## REQUIREMENT
Could you return, word for word, the lines of the material below, beginning at the line that contains "Practice step: pin every instance of the sleeveless" and stopping after the line that contains "[(185, 174)]"?

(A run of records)
= = = = =

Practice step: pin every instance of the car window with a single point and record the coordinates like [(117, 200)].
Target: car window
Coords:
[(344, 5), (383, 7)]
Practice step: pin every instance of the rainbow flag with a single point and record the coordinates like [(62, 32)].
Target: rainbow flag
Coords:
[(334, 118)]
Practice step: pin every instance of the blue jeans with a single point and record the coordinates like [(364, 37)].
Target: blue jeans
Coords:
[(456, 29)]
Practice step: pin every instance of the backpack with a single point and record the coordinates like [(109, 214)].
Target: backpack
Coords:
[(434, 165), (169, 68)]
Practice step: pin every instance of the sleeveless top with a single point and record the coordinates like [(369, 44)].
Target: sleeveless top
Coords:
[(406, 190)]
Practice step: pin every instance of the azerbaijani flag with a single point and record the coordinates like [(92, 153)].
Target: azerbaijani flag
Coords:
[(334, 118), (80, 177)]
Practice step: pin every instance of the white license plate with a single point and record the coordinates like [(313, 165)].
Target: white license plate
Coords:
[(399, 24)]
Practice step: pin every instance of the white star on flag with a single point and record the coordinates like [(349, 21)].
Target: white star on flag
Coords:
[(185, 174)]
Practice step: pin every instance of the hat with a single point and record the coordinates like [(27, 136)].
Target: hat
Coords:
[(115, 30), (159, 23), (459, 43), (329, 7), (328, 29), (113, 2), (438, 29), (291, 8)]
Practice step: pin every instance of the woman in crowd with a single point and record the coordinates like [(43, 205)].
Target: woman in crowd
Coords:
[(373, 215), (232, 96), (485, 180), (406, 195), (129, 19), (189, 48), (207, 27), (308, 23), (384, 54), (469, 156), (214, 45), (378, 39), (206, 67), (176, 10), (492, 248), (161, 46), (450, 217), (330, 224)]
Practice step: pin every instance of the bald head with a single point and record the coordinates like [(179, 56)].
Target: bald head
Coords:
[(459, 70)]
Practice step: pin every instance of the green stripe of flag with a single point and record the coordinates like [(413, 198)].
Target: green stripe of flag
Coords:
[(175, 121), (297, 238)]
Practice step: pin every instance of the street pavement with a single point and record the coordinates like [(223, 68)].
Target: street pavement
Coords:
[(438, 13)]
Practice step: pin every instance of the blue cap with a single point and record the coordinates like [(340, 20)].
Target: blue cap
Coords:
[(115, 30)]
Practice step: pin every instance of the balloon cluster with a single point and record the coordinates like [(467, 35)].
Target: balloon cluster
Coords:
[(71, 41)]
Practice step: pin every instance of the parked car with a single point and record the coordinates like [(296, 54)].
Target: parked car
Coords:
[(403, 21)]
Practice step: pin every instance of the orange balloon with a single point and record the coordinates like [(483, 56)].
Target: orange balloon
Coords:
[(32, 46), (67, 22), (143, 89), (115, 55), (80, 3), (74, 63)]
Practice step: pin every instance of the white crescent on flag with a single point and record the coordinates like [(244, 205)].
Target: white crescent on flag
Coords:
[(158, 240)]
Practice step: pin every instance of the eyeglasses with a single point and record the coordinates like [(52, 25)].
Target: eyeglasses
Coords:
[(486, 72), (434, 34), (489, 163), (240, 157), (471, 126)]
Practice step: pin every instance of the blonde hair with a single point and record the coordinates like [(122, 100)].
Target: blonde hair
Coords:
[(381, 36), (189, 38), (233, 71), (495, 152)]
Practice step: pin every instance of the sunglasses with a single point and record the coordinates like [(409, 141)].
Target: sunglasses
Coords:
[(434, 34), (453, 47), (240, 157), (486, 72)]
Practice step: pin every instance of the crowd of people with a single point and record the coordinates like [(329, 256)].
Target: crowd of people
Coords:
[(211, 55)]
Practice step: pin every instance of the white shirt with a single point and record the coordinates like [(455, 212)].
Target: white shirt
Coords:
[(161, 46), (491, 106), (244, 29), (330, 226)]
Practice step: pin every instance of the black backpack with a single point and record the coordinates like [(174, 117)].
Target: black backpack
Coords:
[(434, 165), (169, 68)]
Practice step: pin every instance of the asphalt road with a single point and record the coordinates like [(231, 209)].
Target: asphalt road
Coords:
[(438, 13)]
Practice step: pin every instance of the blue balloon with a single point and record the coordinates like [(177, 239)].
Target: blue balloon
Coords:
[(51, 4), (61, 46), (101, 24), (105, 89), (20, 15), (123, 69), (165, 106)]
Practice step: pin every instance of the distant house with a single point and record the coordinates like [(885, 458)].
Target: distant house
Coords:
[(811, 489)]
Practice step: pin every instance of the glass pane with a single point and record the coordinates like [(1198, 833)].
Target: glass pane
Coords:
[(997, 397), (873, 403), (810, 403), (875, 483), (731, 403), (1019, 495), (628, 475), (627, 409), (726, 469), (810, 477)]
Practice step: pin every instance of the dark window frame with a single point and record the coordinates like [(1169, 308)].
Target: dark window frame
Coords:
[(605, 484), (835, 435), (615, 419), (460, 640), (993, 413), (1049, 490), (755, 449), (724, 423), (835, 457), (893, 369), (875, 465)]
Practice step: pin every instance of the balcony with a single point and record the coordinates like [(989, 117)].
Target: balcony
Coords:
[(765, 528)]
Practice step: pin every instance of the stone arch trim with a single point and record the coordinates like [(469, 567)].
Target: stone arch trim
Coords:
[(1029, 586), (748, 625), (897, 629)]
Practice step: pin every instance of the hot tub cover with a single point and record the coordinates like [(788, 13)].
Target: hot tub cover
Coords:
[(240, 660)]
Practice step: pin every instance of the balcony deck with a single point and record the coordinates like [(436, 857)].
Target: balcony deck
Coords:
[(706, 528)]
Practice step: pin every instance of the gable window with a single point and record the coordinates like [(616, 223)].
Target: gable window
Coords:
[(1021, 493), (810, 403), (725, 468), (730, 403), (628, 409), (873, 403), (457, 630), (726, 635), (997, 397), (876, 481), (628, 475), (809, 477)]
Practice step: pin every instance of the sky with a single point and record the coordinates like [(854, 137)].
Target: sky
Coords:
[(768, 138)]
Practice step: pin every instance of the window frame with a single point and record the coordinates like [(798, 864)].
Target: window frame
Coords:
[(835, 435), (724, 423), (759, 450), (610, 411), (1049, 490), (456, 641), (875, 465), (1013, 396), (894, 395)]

= = = = =

## COMPLETED TASK
Practice step: pin every instance of the sleeveless top with a single point and record the coordinates like [(369, 44)].
Target: sleeveless top
Coords:
[(406, 190)]
Practice step: pin every instance of the azerbaijani flag with a single point and record the coordinates like [(92, 153)].
Target: azerbaijani flag
Coords:
[(334, 118), (80, 177)]
Practice step: pin every instance of the white license plate with a single point and record the coordinates like [(313, 165)].
Target: white license plate
Coords:
[(399, 24)]
Practice step: pin every instance of the white star on flag with a single point and record the coordinates like [(349, 21)].
Target: white star on flag
Coords:
[(185, 174)]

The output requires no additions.